## Action item:
Your transcription must include every record word for word and no pictures.
(Data to process)
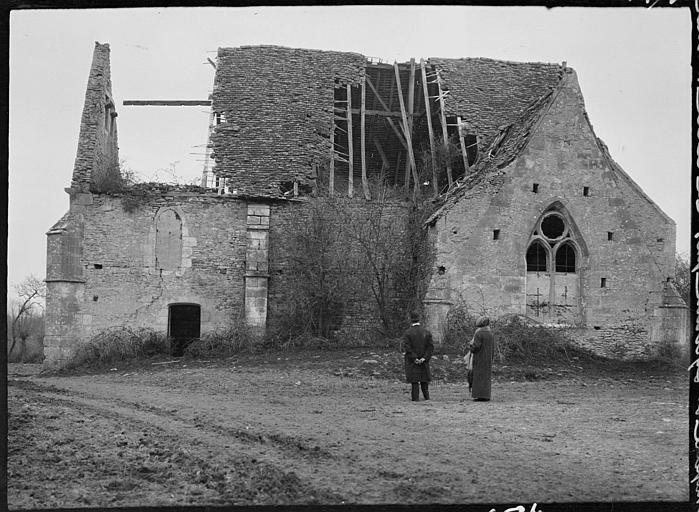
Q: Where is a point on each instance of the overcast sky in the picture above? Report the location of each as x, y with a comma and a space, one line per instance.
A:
633, 66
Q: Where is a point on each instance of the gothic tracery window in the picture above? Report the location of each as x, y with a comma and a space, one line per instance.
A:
551, 242
168, 240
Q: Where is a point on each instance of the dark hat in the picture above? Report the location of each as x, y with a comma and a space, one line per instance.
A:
482, 321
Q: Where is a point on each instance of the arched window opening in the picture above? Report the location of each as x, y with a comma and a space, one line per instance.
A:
168, 241
565, 259
553, 227
536, 257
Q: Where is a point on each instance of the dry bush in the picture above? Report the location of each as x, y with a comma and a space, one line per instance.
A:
224, 342
118, 344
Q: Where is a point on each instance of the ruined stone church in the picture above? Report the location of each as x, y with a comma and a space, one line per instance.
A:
531, 217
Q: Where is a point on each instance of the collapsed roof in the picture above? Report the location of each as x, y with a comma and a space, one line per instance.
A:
291, 117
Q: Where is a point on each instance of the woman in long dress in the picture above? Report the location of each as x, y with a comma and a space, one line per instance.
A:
482, 348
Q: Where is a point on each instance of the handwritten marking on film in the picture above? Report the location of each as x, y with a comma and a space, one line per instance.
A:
520, 508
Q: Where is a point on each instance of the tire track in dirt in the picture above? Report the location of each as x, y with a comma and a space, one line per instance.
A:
283, 452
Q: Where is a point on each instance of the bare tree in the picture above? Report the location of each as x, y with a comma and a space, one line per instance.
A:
31, 292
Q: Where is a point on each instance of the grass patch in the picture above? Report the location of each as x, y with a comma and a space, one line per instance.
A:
517, 338
221, 343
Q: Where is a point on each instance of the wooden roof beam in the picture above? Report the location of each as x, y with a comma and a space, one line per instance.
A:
167, 103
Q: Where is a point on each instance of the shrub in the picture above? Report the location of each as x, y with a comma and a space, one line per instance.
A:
517, 338
673, 354
222, 342
118, 344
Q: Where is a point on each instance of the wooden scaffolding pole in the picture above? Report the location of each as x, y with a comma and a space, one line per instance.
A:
408, 136
411, 103
365, 182
464, 155
350, 149
445, 135
395, 174
331, 177
428, 114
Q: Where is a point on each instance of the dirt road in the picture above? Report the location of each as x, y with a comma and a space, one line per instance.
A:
301, 431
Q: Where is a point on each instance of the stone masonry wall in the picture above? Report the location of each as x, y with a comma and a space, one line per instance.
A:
97, 159
276, 107
488, 93
360, 316
562, 157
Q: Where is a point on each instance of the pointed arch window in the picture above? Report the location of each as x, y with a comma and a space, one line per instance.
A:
168, 240
537, 257
565, 258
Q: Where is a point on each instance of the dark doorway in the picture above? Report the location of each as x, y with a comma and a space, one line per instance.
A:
184, 325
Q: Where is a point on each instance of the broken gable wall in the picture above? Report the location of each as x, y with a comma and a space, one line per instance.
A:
97, 159
277, 108
489, 94
562, 156
121, 284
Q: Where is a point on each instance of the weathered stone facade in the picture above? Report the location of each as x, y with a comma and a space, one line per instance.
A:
623, 244
543, 224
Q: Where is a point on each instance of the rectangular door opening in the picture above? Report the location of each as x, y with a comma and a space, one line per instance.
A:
184, 325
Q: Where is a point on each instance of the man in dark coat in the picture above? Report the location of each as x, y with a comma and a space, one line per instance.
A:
483, 349
417, 343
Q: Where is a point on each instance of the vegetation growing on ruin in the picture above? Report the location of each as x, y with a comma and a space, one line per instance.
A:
117, 344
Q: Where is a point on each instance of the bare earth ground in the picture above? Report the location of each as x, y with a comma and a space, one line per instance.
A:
338, 427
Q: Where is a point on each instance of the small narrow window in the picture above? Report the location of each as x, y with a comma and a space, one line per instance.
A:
565, 259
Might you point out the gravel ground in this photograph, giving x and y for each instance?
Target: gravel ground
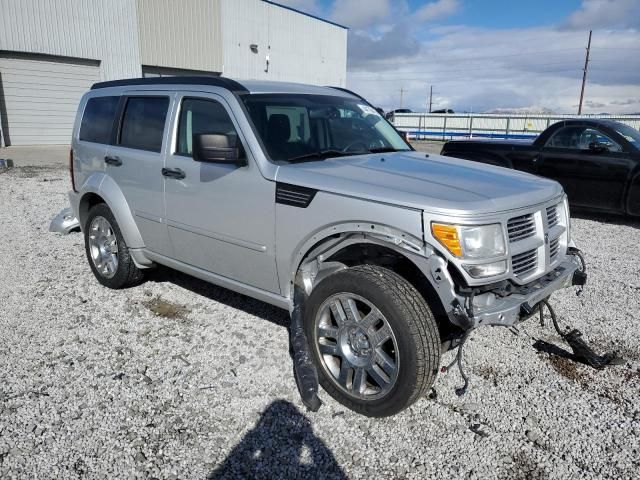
(End Data to process)
## Solution to this task:
Q: Where is a point on each instance of the overcast sky in the picture above? Report the location of each as x, y with a comma and a space, one line per instance.
A:
633, 66
Q: Where is a point on each instance of the gothic tracery window in the picture above? Report the location of each as x, y with a comma and a space, one line per instance.
A:
551, 242
168, 240
Q: Where is a point on each instance of the dark hat in the picture above? Report the location of each as x, y with a comma and a space, one line per instance.
A:
482, 321
Q: Where is a point on each instance of the arched window opening in the picture above? Report the location of each as x, y with a comma and a space, one line per instance.
A:
168, 241
565, 259
553, 227
536, 257
Q: Where is a point on each instance of the dry bush in the picture above? Report the location of each as x, y with a comma and a space, one line per instance.
A:
224, 342
118, 344
Q: Where is a point on each instance of the ruined stone church in the picture above? Report the location of each as x, y with a comma and a space, one line per instance.
A:
531, 217
Q: Where is a point on each instance of the collapsed roof in the picture above? Report the location of each as x, y with a comma and a space, one line per instance.
A:
291, 117
Q: Where is a point on each instance of the woman in long dress in the picture above? Report the location of each as x, y with a comma and a space, one line per instance.
A:
482, 348
Q: Where is a point on each instance of the handwritten marking on film in the picture above? Report the location of each as x, y with a comma and a space, one line per instance.
A:
520, 508
Q: Where is a point on each instance of the tire track in dirt in the picture above? Report the location of each as x, y with a comma and a space, one line per instance.
A:
283, 452
Q: Where is a point on each instance of the bare tree in the picture above? Report the location of each as x, y with a comma and a space, one line per instance.
A:
31, 292
Q: Where is a point on each instance of the grass patch in the picture above? Report the location of each as x, y with a comma and a space, one line per instance.
A:
517, 338
221, 343
Q: Where is a point on each instance of the wooden roof beam in the picture above? Report the location of each as x, y with a comma and a space, one line per instance.
A:
167, 103
Q: Where is a point on each instance of the shrub in the picture above? Report the location of each as x, y with a comma and a space, one line per instance.
A:
517, 338
673, 354
222, 342
118, 344
Q: Where is a point on each instance of the wooden scaffolding pole in the picture above? Report the location of each as x, y with a comma and a space, one line per instance.
A:
408, 136
411, 103
365, 182
464, 155
350, 149
445, 135
395, 174
331, 177
428, 114
Q: Where is a point on each instance of the dirt road in the picture above? Report the location of each as x, y with a comma and a space, one line per instance.
A:
301, 431
Q: Where is a point on each instance of the stone masonry wall in the picture above? Report the location of each as x, y with a comma and a space, one line per instance.
A:
97, 159
276, 107
488, 93
360, 316
562, 157
Q: Where is a point on each instance of the pointed arch window in the picture above? Report the location of each as x, y with a comma and a space, one line per instance.
A:
168, 240
537, 257
565, 258
Q: Where is a point on each instance of the dark doorway in the picture above? Report the location of each as x, y with a comma and a space, one line per instance.
A:
184, 325
Q: Where is a point on each instance of the broken gable wall in the picture above? Report the location of each as x, y with a comma and a space, one line per instance.
A:
97, 159
277, 108
489, 94
562, 156
121, 284
Q: Where is a point on each instance of the weathered stone facade in the picture above? Report the location of each as x, y with a comma and a space, one line per instance.
A:
623, 244
543, 224
Q: Where is a point on each instance of the rectangular door opening in the picture above? Report the location of each as x, y with a comma and a space, one line per instance.
A:
184, 325
Q: Where is a point on each instance of the man in dark coat in the picture above? Report the location of each as x, y with a comma and a space, one line per instance.
A:
483, 349
417, 343
Q: Where is a point on each instance of the vegetation growing on ruin in the picture above? Report the location of each as x, y with a comma and a space, one line per instance.
A:
117, 344
Q: Where is a point on each instance of the bare earth ground in the picture above? Report the location of each as x, y with a comma and a space, one line per instance.
A:
338, 427
Q: Where is a point on each instance of the small narrow window in the picture above? Report the location of each as x, y with a comma and a space, one line per instance.
A:
565, 259
Might you point out the gravel ground in this photograph, giving x and y for each instance?
Target: gravel ground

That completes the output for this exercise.